═════ DATA PROVIDED ═════
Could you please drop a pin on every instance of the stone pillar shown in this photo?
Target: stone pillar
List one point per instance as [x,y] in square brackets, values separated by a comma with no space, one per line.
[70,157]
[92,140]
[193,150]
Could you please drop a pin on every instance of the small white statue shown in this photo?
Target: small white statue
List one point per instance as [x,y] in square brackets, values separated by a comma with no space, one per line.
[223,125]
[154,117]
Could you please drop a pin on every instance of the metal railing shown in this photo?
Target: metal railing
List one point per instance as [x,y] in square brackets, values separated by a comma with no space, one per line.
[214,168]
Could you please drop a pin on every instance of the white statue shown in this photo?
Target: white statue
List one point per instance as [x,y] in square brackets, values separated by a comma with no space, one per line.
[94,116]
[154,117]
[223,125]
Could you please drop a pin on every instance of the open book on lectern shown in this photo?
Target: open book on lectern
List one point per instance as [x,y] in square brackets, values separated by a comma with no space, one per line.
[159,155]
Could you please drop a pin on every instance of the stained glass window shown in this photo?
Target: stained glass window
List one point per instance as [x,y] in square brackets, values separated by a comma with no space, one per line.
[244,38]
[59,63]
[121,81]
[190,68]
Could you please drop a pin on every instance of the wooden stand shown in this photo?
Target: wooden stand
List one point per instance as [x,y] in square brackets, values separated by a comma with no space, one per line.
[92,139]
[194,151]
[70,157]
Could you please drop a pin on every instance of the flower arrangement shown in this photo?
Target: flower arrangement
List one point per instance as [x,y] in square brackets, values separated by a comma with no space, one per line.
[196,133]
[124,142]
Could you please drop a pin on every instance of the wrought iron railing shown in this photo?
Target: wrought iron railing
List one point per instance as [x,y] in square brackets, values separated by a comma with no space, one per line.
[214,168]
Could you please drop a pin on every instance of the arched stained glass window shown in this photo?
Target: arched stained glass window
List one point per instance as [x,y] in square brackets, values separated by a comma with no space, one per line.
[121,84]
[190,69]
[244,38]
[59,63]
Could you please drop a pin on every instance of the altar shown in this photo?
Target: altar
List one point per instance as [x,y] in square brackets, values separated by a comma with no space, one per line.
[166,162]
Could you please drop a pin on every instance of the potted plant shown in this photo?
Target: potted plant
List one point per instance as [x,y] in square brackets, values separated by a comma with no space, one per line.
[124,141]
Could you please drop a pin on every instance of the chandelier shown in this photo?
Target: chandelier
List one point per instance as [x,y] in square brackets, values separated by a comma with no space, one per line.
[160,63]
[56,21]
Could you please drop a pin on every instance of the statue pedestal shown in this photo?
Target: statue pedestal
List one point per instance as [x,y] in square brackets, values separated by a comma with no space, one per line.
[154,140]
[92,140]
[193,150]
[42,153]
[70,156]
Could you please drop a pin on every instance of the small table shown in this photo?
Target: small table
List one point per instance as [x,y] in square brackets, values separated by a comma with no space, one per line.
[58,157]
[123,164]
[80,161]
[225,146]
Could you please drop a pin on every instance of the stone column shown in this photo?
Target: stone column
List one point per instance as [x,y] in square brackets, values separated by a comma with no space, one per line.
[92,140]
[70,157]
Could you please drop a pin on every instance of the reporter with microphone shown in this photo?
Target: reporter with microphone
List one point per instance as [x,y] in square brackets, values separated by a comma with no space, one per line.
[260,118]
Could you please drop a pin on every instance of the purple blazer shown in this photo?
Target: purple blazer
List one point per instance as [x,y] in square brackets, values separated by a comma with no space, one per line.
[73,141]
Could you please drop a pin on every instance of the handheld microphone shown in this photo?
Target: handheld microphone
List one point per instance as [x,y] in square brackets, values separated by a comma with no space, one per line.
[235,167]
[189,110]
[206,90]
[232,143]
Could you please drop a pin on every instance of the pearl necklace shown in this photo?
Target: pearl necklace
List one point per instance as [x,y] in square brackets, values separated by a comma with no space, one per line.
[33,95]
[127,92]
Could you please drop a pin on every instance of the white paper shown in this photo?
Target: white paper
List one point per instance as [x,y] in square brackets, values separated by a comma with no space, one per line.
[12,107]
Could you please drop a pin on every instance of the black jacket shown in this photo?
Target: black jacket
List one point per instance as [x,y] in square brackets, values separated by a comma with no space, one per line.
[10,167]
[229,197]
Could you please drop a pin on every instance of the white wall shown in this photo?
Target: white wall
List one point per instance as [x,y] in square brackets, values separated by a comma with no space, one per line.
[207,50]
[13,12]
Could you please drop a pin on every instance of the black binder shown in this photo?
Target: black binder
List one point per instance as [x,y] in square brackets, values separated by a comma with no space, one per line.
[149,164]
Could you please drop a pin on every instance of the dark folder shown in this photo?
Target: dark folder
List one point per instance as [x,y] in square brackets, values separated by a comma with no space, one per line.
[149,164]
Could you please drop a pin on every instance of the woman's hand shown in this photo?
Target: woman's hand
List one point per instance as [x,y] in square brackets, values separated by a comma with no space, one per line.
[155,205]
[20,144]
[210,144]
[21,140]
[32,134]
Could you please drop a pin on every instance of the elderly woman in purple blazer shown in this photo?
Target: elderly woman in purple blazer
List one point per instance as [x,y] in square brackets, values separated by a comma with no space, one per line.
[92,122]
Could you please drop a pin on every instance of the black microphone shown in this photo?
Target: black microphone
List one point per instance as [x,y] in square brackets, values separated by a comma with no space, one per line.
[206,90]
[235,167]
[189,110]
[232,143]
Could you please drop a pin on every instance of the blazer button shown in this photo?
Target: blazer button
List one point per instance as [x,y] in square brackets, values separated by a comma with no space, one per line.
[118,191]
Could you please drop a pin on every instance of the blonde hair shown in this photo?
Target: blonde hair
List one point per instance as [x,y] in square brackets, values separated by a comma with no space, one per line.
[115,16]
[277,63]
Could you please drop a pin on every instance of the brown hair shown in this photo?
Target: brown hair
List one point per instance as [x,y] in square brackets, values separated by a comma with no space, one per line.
═════
→ **YOUR INSTRUCTIONS**: All of the entries must be quoted exactly; please include each one.

→ **RESPONSE BELOW**:
Could you please drop a pin on every instance of the stone pillar shown in this photo?
Target: stone pillar
List one point per instance as [x,y] in square brackets, values separated by a comma with no space, one per line.
[70,157]
[92,140]
[193,150]
Could you please drop a pin on every instance of the small white statue shown in this photo?
Target: small white statue
List one point per instance as [x,y] in square brackets, values separated by a comma with no space, one per line.
[223,125]
[154,117]
Could you please drop a pin on every instance of the metal railing shown in this photo?
Target: metal railing
List one point per instance as [x,y] in square brackets, values separated by a comma with no space, one per line.
[214,168]
Could you please drop a pin on every instance of the white statue shown in this photo?
Target: white statue
List one point per instance as [x,y] in square brackets, values separated by a comma with no space, one per line.
[94,116]
[154,117]
[223,125]
Could you please drop a pin on every instance of the open book on lectern shown in this photo?
Target: open book on lectern
List one point per instance as [x,y] in square brackets, values separated by a comma with no space, one per line.
[159,155]
Could you please drop a pin on every instance of the stained glass window shown in this photo?
Target: stained glass window
List one point per instance as [x,y] in square brackets, values separated by a comma with no space, one per line.
[244,38]
[59,63]
[121,81]
[190,68]
Could you please drop a pin on every instance of the wooden stand shown in this photo?
Target: wooden stand
List one point per instance as [x,y] in square brackets, values separated by a comma with no space, one per line.
[92,139]
[194,151]
[70,157]
Could you please drop a pin on every instance of the flower arrangement shown in this photo?
Target: flower arrangement
List one point per instance as [x,y] in square brackets, values separated by a comma with no space, one per line.
[196,133]
[124,142]
Could you please drop a pin on every instance of the wrought iron railing shown in this photo?
Target: wrought iron railing
List one point per instance as [x,y] in square brackets, values separated by a comma with no space, one per line.
[214,168]
Could you please drop a pin on every instance of the arched stained glass window shown in this photo?
Target: arched stained glass window
List one point per instance as [x,y] in square brackets, values separated by a comma with no space, one per line.
[121,84]
[190,69]
[244,38]
[59,63]
Could you please drop a pin on every instance of the altar shown in this photo?
Target: altar
List one point per instance as [x,y] in square brackets, values separated by a comma with no space, one per line.
[166,162]
Could you please drop a pin on every instance of the potted plant shown in this photo?
Target: potted plant
List one point per instance as [x,y] in square brackets, values separated by a comma with no space, one per line.
[124,141]
Could you please drop a pin on every instance of the chandelier shown in this photo?
Target: chandelier
List one point per instance as [x,y] in square brackets, values separated by a comma with no space, one per line.
[160,63]
[56,21]
Could you please drop a pin on every instance of the statue pedestal shown in this photo?
Target: statue pedestal
List one point per instance as [x,y] in square brackets, values separated by a comma with no space, one per line.
[154,140]
[92,140]
[193,150]
[42,153]
[70,156]
Could you please drop a pin on every instance of the small table shown in this photo?
Target: small table
List one point per instance as [x,y] in square brackets, values separated by a comma with no space, one per line.
[58,157]
[123,164]
[80,161]
[225,146]
Could you please drop a pin on every instance of the stone column shown in this photo?
Target: stone column
List one point per instance as [x,y] in square brackets, values separated by a comma with no space, one per line.
[92,140]
[70,157]
Could you please drop a pin on every instance of the reporter with microphone shown in this photo?
Target: reporter with microphone
List one point per instance as [x,y] in square brackets, values separated by a comma with no space, one per line.
[260,118]
Could you please drop a pin on every instance of the purple blazer shown in this photo?
Target: purple blazer
List one point per instance as [x,y] in square brackets, values separated by a comma with no space, one per line.
[73,141]
Could you please drop a pin on every instance of the handheld microphone shown in this photo?
Target: handheld microphone
List one point per instance as [x,y] in square brackets, values separated by a comma with no space, one per line.
[235,167]
[189,110]
[206,90]
[232,143]
Could you please drop a pin on every instance of the pearl necklace shown in this photo?
Target: pearl necklace
List one point per instance as [x,y] in square brackets, values separated by a comma with no space, one per line.
[33,95]
[127,92]
Could you please drop a pin on every instance of the white paper shown in this photo?
Target: white paper
List one point per instance as [x,y] in square brackets, values separated by a comma with no space, one per line.
[12,107]
Could you please drop a pin on every instance of the black jacket shown in this photo?
Target: black jacket
List one point per instance as [x,y] in square brackets, values separated by a comma with no space, one per line.
[10,167]
[229,197]
Could you please drop a pin on every instance of the white wall shown in this photo?
Target: white wall
List one point per instance as [x,y] in square brackets, values separated by a comma with no space, one per line.
[207,50]
[13,12]
Could you please drop a pin on every instance of the black binder shown in this photo?
Target: black binder
List one point per instance as [x,y] in square brackets, values separated by a comma with no space, one per line.
[149,164]
Could you please drop a pin on every instance of the dark folder shown in this photo?
Target: dark folder
List one point per instance as [x,y] in square brackets, values separated by a comma with no space, one per line.
[149,164]
Could you please drop a pin on every instance of the woman's hand shown in this photo?
Target: woman's hand
List one point per instance as [x,y] in square brackets, values separated by a comma with no space, one per line.
[155,205]
[20,144]
[210,144]
[21,140]
[32,134]
Could you please drop a pin on every instance of the elderly woman in purple blazer shown in this photo?
Target: elderly woman in purple blazer
List one point per instance as [x,y] in square brackets, values separated by a comma with no space, one per line.
[92,122]
Could you please drop a pin on every instance of the black microphone shown in this photo?
Target: black microphone
List one point per instance as [x,y] in square brackets, values separated by a comma with no space, one per line.
[206,90]
[235,167]
[189,110]
[232,143]
Could you please drop a pin on every instance of the blazer button shown in this photo?
Target: blazer button
List one point per instance as [x,y] in square brackets, values separated by a comma with no space, one per line.
[118,191]
Could you please drop a pin on every instance of the blonde hair shown in this photo?
Target: blonde hair
List one point per instance as [x,y] in square brackets, values separated by a comma with no space, one per line.
[115,16]
[277,63]
Could you please drop a pin on every instance of the brown hair shown in this photo?
Target: brown hair
List one point per instance as [x,y] in square brackets, values separated by a comma with no space, one per line.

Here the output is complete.